> **YOUR GOAL**
Pictures aside, print all of the data below exactly as written.

> **DATASET EXCERPTS**
====
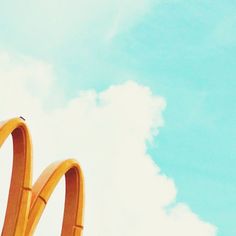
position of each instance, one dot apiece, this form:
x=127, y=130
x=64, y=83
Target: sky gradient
x=184, y=51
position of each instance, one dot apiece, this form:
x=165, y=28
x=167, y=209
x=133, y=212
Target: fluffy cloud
x=126, y=193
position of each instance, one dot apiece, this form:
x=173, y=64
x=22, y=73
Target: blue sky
x=182, y=50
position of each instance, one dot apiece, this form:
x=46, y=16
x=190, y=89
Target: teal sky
x=184, y=51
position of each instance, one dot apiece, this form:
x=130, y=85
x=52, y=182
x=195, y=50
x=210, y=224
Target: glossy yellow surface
x=26, y=203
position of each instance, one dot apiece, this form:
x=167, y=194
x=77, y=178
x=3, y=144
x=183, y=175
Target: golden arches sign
x=26, y=203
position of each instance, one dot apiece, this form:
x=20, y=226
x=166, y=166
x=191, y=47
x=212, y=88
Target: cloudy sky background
x=142, y=94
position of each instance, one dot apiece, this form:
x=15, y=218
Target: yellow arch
x=43, y=188
x=25, y=205
x=20, y=187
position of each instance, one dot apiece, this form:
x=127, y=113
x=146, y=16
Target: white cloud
x=126, y=194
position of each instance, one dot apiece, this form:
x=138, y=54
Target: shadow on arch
x=43, y=188
x=26, y=203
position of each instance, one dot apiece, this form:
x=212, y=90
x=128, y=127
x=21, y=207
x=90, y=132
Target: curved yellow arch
====
> **YOUR RESPONSE**
position of each instance, one dot apiece, this form:
x=127, y=130
x=64, y=83
Target: sky gradient
x=184, y=51
position of each instance, one dot apiece, this form:
x=165, y=28
x=167, y=209
x=133, y=212
Target: fluffy cloud
x=126, y=193
position of each instance, one dot apiece, this form:
x=173, y=64
x=22, y=73
Target: blue sky
x=182, y=50
position of each instance, one dot apiece, this form:
x=46, y=16
x=190, y=89
Target: teal sky
x=184, y=51
position of each instance, one dot apiece, this form:
x=130, y=85
x=52, y=182
x=195, y=50
x=210, y=224
Target: glossy yellow surface
x=26, y=203
position of each instance, one dot apiece, this form:
x=167, y=194
x=77, y=178
x=3, y=144
x=183, y=175
Target: golden arches sign
x=26, y=203
position of each instance, one dot apiece, this form:
x=20, y=226
x=166, y=166
x=191, y=47
x=212, y=88
Target: cloudy sky background
x=142, y=94
position of each instance, one dot apiece, this form:
x=15, y=218
Target: yellow arch
x=43, y=188
x=25, y=205
x=20, y=187
position of each instance, one dot apiece, this form:
x=127, y=113
x=146, y=16
Target: white cloud
x=126, y=194
position of each instance, one dot apiece, this form:
x=138, y=54
Target: shadow on arch
x=43, y=188
x=26, y=203
position of each instance, one dot apiece, this form:
x=212, y=90
x=128, y=127
x=21, y=207
x=90, y=132
Target: curved yellow arch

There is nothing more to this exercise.